◆ **Problem statement**
Since pictures do not belong in the copy, please repeat every record below exactly without them.

◆ **Provided records**

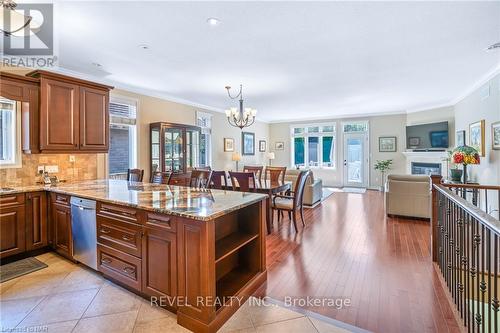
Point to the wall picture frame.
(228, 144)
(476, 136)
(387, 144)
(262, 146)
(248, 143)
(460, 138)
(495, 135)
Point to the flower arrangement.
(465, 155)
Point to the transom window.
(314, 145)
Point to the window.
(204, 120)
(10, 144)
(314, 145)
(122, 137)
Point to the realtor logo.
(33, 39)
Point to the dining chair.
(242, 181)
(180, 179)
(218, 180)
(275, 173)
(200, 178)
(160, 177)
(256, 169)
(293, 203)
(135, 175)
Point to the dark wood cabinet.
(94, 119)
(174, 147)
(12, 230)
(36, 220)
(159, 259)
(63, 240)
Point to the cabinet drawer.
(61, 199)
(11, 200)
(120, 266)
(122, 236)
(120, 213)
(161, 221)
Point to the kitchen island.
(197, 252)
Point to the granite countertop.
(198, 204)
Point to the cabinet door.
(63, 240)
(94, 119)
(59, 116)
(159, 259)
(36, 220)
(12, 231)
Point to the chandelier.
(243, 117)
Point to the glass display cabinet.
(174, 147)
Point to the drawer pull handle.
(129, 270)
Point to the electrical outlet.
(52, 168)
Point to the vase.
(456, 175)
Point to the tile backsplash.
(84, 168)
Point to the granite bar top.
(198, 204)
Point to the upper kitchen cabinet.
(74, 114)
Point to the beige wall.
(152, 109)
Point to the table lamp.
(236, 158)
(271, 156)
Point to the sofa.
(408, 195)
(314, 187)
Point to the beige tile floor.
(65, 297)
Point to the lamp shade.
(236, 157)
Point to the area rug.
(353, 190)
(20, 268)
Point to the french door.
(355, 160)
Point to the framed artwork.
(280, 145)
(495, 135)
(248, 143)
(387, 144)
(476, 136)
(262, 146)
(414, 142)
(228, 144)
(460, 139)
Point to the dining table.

◆ **Response**
Point to the wall picture frame.
(228, 144)
(476, 136)
(387, 144)
(262, 146)
(248, 143)
(460, 138)
(495, 135)
Point to the flower arrangement.
(465, 155)
Point to the transom window.
(314, 145)
Point to the window.
(204, 120)
(10, 144)
(314, 145)
(122, 137)
Point to the realtor logo.
(33, 39)
Point to the dining chair.
(242, 181)
(180, 179)
(218, 180)
(275, 173)
(200, 178)
(160, 177)
(256, 169)
(293, 203)
(135, 175)
Point to the dark wood cabinet.
(94, 119)
(174, 147)
(12, 230)
(36, 220)
(159, 259)
(63, 240)
Point to the cabinet drawer.
(61, 199)
(11, 200)
(120, 266)
(122, 236)
(120, 213)
(161, 221)
Point to the kitchen island.
(197, 252)
Point to the granite countertop.
(198, 204)
Point to the cabinet door.
(63, 240)
(94, 119)
(59, 116)
(159, 259)
(36, 220)
(12, 231)
Point to the chandelier.
(243, 117)
Point to the glass display cabinet.
(174, 147)
Point to the drawer pull handle.
(129, 270)
Point to the electrical outlet.
(52, 168)
Point to the vase.
(456, 175)
Point to the tile backsplash.
(84, 168)
Point to the granite bar top.
(198, 204)
Point to the upper kitchen cabinet.
(74, 114)
Point to the beige wall.
(152, 109)
Point to the table lamp.
(236, 158)
(271, 156)
Point to the sofa.
(408, 195)
(314, 187)
Point to the beige tile floor.
(65, 297)
Point to the lamp shade.
(236, 157)
Point to the area rug.
(353, 190)
(20, 268)
Point to the french door.
(355, 160)
Point to the framed artwork.
(280, 145)
(495, 135)
(248, 143)
(387, 144)
(476, 136)
(262, 146)
(414, 142)
(228, 144)
(460, 139)
Point to the dining table.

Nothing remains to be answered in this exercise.